Posted: January 17, 2011 03:45 PM

I just saw Manhattan again at the Music Box Theater in Chicago for the first time in twenty years.

It was magnificent.

Not as much for the story, which is a little creepy at the fringes: a 17-year-old girl having an affair with a 42-year-old man, but for how the movie expresses the vitality of New York, of America, of the American experience.

It depicts a New York to be missed. Manhattan, triumphantly glowing in the night's sky, magnificent with Gordon Willis's soft black and white cinematography caressing every panoramic view of bridges and buildings as if by a lover, made even more dramatic with the sheer exuberance of George Gershwin's music. Big cars, people wandering past stores clearly selling food made with trans fats, people smoking in bars and restaurants, I sat in the Music Box and ticked off what behaviors have been regulated or made illegal these days, or what would now be subject to citations and fines.

The movie shows a vibrant city on the make, in a country where anything was possible. Thirty years ago, before New York became synonymous with a nanny government presided over by a Mayor who hasn't found a simple pleasure yet that didn't need a bureaucrat's oversight.

* * * * * * * * *

• OBJECTIVE 1: Decide whether each statement agrees with the post about seeing Manhattan again. Answer yes or no for each, and quote the words from the post that settle it. (a) The writer saw the film at the Music Box Theater in Chicago. (b) The film was shot in color. (c) The writer had last seen the film ten years earlier.
• OBJECTIVE 2: Write the next paragraph of the post about seeing Manhattan again, starting after its last sentence.
The records are separate material with no connection to the post about seeing Manhattan again.

* * * * * * * * *

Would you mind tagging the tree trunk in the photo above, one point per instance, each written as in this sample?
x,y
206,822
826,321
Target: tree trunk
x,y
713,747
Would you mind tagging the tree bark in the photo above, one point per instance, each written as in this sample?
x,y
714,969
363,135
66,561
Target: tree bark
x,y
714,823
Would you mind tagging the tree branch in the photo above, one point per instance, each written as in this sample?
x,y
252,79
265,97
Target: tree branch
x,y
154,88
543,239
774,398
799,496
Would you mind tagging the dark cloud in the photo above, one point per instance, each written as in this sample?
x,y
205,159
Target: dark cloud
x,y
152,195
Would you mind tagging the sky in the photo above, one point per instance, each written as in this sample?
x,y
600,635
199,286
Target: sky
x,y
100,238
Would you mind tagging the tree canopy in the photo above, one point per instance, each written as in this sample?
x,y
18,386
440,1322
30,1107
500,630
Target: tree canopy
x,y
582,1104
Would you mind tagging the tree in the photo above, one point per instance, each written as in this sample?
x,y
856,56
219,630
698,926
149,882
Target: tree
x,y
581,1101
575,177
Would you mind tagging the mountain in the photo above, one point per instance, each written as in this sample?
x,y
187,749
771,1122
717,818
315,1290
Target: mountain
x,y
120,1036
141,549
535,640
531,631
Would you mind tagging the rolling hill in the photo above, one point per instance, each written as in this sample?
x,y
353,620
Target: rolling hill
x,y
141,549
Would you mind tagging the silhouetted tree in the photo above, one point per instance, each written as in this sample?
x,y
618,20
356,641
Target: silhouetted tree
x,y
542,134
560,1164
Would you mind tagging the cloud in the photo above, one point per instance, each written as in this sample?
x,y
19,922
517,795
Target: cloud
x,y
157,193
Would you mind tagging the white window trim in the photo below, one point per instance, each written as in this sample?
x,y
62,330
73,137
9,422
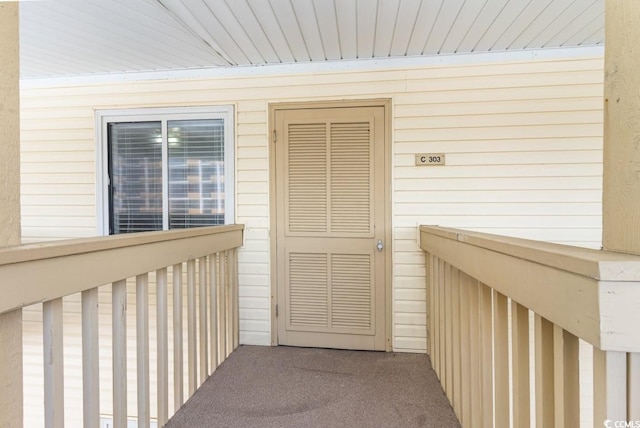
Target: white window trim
x,y
104,117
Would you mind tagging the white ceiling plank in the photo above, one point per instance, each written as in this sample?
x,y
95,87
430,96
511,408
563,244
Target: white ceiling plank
x,y
215,30
78,38
385,27
483,23
150,24
442,27
500,25
347,31
197,25
546,19
305,14
254,29
289,26
263,10
366,21
555,25
405,26
427,15
528,16
470,12
235,29
590,13
328,27
83,34
591,34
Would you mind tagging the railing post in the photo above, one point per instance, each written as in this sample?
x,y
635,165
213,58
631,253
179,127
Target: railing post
x,y
11,400
202,300
609,386
178,382
53,364
521,365
119,314
192,352
162,339
90,358
142,354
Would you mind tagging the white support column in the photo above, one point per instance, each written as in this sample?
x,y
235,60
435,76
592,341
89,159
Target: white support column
x,y
621,216
11,402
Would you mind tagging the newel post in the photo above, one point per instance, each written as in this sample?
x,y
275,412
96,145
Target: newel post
x,y
617,390
10,323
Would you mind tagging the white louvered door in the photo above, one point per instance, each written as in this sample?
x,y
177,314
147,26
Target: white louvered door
x,y
330,217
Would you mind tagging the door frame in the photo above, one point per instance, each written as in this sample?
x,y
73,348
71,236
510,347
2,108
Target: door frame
x,y
385,103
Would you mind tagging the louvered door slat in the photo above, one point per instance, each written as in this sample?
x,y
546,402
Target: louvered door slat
x,y
331,278
351,180
307,168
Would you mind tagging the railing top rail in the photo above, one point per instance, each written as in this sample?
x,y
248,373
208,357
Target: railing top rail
x,y
596,264
593,294
41,272
69,247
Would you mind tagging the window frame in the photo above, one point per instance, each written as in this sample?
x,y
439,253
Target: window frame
x,y
161,114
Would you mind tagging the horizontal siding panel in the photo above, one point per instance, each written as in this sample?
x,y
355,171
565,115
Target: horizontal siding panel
x,y
551,144
504,196
512,158
472,108
577,182
509,118
523,140
542,170
491,93
501,132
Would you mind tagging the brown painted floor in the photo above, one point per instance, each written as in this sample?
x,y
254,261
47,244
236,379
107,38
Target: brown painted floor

* * * * * * * * *

• EXERCISE ANSWER 1:
(a) Yes: "at the Music Box Theater in Chicago"
(b) No: "Gordon Willis's soft black and white cinematography"
(c) No: "for the first time in twenty years"

• EXERCISE ANSWER 2:
Gershwin's Rhapsody in Blue the movie's anthem to a city bursting with people striving to achieve the American dream. It is, as has been often noted, Woody Allen's love poem to New York. A Valentine's card to a city and country that gave those who tried, those with talent, those with grit, an escape from the pogroms of Eastern Europe or the slums of the rest of the world. The city that transformed Allen Stewart Konigsberg, son of Nettie and Martin, grandson of Jewish emigrants, into Woody Allen.

The movie follows a group of friends drinking at Elaine's, lovers walking in Central Park, bookstores and apartments, art galleries and concerts, lives being lived in the universe of the second best big city in the world.

As with all great stories, Manhattan tells a story of love and loss, of that maddening roller coaster of having a lover, being a lover, losing a lover. The movie's characters, with humor and pathos, try as we all do, to determine what is real and what is not in our very modern lives.

It's that same old story... what is love, can anyone really love or be loved, can one find that true conjunction of the mind, and, most importantly, will love last?

The universal stuff of Shakespeare, Marvelle, Hemingway, Marquez.

It wasn't a particularly good print and the Music Box's crackly audio made following some of the rapid-fire dialogue difficult, but, even with that, it was on a big movie screen, making me pity those who have only seen Manhattan on television. I had not remembered how daring the 1970's Woody Allen was as a Director: dialogue spoken in complete darkness, the scenes in the Planetarium, the camera tracking a couple falling in love amid the planets and stars.

The sudden cuts from intimate scenes to screen filling vistas of the city, the audacious beauty of Manhattan glowing under the clouds, dazzling us with what a muscular big American city can be.

Then there is Mariel Hemingway.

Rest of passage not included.